• Instruksi:
Ambil semua baris di bawah yang memuat string "background" lalu salin apa adanya. Perhatikan huruf besar dan kecil.

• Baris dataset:

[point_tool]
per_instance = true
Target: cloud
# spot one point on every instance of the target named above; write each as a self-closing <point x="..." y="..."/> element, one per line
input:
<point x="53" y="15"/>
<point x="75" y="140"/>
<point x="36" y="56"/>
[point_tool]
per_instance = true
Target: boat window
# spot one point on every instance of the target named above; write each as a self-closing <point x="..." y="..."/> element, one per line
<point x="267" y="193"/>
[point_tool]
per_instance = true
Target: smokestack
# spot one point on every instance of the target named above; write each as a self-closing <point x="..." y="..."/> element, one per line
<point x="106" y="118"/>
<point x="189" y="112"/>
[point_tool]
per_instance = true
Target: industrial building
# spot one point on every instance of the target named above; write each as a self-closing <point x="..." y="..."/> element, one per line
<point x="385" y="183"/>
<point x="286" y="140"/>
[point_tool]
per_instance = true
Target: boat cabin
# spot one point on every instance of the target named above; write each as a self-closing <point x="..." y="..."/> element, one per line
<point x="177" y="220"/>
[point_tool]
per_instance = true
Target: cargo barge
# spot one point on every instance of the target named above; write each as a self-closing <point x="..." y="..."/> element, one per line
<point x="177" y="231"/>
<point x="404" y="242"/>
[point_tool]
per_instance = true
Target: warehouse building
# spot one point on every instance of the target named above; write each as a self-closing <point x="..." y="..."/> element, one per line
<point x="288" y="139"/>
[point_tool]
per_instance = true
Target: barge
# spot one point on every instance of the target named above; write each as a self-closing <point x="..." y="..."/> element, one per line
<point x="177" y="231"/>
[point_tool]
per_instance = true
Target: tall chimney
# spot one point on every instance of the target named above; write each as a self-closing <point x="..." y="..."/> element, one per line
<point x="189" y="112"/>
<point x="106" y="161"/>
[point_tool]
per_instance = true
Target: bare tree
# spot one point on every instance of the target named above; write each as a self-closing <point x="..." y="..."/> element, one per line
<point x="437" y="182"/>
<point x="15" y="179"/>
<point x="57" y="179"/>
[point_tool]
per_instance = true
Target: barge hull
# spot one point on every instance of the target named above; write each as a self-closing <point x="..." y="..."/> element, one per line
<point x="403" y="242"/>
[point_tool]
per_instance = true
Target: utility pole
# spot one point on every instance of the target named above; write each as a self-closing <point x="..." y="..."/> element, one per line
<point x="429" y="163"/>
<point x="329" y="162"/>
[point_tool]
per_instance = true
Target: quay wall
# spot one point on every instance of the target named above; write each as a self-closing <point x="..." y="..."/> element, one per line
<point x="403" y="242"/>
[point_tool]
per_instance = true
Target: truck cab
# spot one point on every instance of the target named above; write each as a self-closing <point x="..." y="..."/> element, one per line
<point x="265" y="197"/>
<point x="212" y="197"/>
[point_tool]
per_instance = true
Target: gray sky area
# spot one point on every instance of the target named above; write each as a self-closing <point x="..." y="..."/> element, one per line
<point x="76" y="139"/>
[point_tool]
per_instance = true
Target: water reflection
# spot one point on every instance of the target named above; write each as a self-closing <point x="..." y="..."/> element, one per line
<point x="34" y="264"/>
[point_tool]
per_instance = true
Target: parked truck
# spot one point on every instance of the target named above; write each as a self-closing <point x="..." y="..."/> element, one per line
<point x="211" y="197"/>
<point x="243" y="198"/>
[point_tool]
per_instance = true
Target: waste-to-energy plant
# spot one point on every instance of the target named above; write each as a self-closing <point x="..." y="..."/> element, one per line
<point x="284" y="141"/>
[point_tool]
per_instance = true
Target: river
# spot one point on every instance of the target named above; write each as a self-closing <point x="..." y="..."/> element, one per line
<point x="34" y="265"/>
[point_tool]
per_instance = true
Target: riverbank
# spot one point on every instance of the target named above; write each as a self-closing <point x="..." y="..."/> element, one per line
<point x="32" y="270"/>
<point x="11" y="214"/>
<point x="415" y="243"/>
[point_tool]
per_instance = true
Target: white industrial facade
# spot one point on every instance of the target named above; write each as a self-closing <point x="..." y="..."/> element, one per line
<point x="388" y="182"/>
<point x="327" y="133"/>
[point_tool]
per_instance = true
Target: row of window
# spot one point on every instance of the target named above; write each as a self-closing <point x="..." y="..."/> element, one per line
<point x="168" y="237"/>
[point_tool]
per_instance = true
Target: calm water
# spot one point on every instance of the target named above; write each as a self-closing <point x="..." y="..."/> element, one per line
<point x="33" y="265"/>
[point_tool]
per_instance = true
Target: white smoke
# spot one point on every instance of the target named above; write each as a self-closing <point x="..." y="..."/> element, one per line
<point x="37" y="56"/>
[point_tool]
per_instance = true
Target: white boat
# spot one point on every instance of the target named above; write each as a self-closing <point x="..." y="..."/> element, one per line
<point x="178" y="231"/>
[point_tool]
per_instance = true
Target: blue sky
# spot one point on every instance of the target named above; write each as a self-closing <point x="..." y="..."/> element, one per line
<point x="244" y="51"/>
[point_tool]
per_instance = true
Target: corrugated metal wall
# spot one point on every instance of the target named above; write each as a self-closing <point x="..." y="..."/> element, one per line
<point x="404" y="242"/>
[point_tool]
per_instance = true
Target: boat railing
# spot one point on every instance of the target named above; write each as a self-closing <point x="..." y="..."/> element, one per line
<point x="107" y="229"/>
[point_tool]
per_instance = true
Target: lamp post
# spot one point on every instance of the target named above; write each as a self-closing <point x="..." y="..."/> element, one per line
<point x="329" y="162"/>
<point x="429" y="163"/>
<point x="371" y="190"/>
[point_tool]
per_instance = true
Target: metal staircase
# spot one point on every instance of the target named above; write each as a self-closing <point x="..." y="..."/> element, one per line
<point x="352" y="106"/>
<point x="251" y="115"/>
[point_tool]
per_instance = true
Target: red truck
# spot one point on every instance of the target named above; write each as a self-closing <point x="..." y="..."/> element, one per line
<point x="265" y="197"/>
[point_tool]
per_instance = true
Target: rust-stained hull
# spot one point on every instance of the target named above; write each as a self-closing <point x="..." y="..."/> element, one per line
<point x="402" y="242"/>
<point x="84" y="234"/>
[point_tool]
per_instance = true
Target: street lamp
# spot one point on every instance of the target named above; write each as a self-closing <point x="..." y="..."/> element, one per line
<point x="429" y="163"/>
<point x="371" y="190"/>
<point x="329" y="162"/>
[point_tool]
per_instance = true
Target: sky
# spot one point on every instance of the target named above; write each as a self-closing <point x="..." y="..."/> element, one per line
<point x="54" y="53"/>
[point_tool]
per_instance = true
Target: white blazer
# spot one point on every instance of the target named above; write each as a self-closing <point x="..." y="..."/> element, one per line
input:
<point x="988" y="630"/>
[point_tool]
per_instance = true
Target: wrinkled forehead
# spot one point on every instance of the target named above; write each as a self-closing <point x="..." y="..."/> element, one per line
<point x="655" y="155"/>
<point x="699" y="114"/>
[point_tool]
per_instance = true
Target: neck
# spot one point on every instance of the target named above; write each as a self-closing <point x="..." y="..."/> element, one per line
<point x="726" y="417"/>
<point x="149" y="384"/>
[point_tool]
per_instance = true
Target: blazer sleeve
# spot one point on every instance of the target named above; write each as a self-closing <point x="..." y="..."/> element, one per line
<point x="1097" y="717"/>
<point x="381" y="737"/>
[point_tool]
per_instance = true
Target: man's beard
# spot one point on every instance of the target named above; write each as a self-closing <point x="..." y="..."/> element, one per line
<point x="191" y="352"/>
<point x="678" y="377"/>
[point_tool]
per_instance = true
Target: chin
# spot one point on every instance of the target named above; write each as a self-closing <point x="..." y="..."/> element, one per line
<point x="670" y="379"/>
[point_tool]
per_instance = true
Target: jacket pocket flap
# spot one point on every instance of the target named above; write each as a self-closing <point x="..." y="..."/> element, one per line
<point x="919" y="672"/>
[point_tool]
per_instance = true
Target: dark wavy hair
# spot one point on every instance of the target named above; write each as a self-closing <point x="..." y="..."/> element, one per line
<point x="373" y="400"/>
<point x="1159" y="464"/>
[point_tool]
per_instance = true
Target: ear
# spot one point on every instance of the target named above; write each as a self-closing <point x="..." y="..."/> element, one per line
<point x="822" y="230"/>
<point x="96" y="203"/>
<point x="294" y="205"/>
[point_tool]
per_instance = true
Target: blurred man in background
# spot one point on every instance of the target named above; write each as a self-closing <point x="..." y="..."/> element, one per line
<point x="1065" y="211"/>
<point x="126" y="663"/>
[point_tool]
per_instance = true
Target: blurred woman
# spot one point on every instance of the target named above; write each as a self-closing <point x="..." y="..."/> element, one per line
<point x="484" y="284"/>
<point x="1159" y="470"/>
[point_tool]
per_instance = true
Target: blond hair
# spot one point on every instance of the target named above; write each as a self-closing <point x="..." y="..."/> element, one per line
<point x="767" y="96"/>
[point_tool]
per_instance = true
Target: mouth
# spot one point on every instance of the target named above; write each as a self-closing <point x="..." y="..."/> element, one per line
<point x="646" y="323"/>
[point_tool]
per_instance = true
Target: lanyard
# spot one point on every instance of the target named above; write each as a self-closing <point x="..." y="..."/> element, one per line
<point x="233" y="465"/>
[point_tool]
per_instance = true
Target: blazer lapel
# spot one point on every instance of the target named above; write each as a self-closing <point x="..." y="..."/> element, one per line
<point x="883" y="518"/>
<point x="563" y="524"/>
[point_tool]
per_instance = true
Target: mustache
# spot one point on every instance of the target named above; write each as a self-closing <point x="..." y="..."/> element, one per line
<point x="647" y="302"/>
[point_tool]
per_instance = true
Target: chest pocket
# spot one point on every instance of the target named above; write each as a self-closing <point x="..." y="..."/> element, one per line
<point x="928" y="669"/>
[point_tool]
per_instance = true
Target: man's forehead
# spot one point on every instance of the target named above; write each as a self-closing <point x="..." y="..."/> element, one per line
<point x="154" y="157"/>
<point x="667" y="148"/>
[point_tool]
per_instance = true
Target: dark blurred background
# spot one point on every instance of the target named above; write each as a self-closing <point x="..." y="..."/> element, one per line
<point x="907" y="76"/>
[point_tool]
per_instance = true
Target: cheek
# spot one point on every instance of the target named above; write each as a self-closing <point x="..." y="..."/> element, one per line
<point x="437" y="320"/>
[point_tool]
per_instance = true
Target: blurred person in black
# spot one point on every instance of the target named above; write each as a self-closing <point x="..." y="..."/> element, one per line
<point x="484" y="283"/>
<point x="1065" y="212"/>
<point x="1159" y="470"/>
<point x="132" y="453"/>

• Jawaban:
Target: blurred man in background
Target: dark blurred background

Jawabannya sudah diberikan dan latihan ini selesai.